▶ [PROBLEM TO SOLVE]
Render the lines below as a numbered list, omitting any blank lines.

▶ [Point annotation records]
----------------------------------------

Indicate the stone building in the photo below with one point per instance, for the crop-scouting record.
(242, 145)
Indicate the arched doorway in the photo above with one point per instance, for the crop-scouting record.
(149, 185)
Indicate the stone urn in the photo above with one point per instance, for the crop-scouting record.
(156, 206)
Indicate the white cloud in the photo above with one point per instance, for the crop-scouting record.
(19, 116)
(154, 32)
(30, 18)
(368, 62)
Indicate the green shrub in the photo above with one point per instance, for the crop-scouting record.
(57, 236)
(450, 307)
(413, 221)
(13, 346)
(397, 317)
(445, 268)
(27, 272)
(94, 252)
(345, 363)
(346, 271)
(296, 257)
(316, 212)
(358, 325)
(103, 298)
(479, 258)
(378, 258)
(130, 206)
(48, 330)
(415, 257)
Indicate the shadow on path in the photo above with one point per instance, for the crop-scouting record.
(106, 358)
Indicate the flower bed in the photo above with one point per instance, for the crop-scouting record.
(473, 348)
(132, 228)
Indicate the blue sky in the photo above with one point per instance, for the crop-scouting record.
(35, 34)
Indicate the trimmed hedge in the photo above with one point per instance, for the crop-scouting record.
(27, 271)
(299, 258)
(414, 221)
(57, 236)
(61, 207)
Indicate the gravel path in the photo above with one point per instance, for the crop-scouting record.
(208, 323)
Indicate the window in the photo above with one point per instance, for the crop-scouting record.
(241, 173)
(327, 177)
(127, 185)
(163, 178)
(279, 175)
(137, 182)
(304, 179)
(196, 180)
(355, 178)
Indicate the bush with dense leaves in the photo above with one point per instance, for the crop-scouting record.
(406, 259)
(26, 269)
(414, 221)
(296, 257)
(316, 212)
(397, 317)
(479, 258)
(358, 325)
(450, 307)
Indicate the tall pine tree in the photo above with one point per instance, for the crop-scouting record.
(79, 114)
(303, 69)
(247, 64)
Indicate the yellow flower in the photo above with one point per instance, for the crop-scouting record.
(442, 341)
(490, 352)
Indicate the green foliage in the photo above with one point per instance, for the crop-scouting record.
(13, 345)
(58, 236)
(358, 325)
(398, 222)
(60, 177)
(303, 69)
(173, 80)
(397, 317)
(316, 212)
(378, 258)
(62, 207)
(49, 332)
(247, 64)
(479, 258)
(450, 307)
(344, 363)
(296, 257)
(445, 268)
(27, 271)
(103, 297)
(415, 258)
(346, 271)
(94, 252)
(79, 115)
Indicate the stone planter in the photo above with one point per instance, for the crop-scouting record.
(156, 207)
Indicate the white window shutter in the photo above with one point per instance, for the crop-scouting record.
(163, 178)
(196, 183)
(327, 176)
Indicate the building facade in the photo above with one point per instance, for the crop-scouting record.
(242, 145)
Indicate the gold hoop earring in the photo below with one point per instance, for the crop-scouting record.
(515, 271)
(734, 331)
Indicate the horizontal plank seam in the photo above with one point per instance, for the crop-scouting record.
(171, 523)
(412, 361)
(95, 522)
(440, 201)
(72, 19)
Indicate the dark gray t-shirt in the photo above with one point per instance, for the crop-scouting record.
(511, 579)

----------------------------------------

▶ [SOLUTION]
1. Indicate the stone building in the photo below with one point per instance, for the crop-scouting record.
2. (242, 145)
3. Indicate the arched doorway in the photo above with one point per instance, for the crop-scouting record.
4. (149, 185)
5. Indicate the stone urn in the photo above with one point per instance, for the crop-scouting record.
6. (156, 206)
7. Indicate the white cloud in the photo above with one point per instance, for the crop-scouting record.
8. (19, 116)
9. (154, 32)
10. (30, 18)
11. (368, 62)
12. Indicate the green shrub in the photo above with one point per instance, for the crop-scouting record.
13. (57, 236)
14. (450, 307)
15. (413, 221)
16. (13, 346)
17. (397, 317)
18. (445, 268)
19. (27, 272)
20. (94, 252)
21. (345, 363)
22. (346, 271)
23. (296, 257)
24. (316, 212)
25. (358, 325)
26. (103, 298)
27. (479, 258)
28. (378, 258)
29. (130, 206)
30. (48, 330)
31. (415, 257)
32. Indicate the shadow on path in the photo above with one point per instance, for the crop-scouting record.
33. (106, 358)
34. Indicate the flower bed in the photo above with one point per instance, for the crop-scouting record.
35. (473, 348)
36. (132, 228)
37. Indicate the blue sky in the photo above with one point per instance, for the crop-scouting record.
38. (35, 34)
39. Indicate the trimmed hedge in the photo above with one point per instance, for the crop-scouting record.
40. (27, 271)
41. (299, 258)
42. (414, 221)
43. (57, 236)
44. (61, 207)
45. Indicate the gravel path in the photo above with one point per instance, for the crop-scouting record.
46. (208, 323)
47. Indicate the window in the photo above with one point per instance, for the crop-scouting record.
48. (241, 173)
49. (327, 177)
50. (127, 185)
51. (163, 178)
52. (279, 175)
53. (137, 182)
54. (304, 179)
55. (196, 180)
56. (355, 178)
57. Indicate the bush with dense leaves in the photo above with one point per instance, for the crop-scouting record.
58. (406, 259)
59. (26, 269)
60. (414, 221)
61. (296, 257)
62. (316, 212)
63. (397, 317)
64. (479, 258)
65. (358, 325)
66. (450, 307)
67. Indicate the tall pine tree in the photo above with one point per instance, for the crop-scouting record.
68. (79, 114)
69. (303, 69)
70. (247, 64)
71. Indicate the yellow flower in the photo above with one point per instance, for the crop-scouting record.
72. (442, 341)
73. (490, 352)
74. Indicate the green foliage in the photo above with one point per instance, for the crop-scouting record.
75. (13, 345)
76. (58, 236)
77. (358, 325)
78. (398, 222)
79. (60, 177)
80. (303, 69)
81. (173, 80)
82. (397, 317)
83. (316, 212)
84. (378, 258)
85. (62, 207)
86. (49, 332)
87. (247, 64)
88. (479, 258)
89. (450, 307)
90. (344, 363)
91. (296, 257)
92. (445, 268)
93. (27, 271)
94. (103, 297)
95. (415, 258)
96. (346, 271)
97. (94, 252)
98. (79, 115)
99. Indicate the stone planter in the photo above with one point per instance, for the crop-scouting record.
100. (156, 207)
101. Indicate the white window shutter in the photo above with one point per instance, for the crop-scouting record.
102. (163, 178)
103. (196, 183)
104. (327, 176)
105. Indicate the building facade in the photo above with one point per instance, for the crop-scouting record.
106. (242, 145)
107. Indicate the gold hoop earring in the photo below with one point per instance, for the crop-scouting record.
108. (515, 271)
109. (734, 331)
110. Indicate the horizontal plank seam in the photo above with one point per instance, for the crop-scouting record.
111. (171, 523)
112. (412, 361)
113. (95, 522)
114. (440, 201)
115. (72, 19)
116. Indicate the dark gray t-shirt in the photo above with one point per instance, for the crop-scouting record.
117. (511, 579)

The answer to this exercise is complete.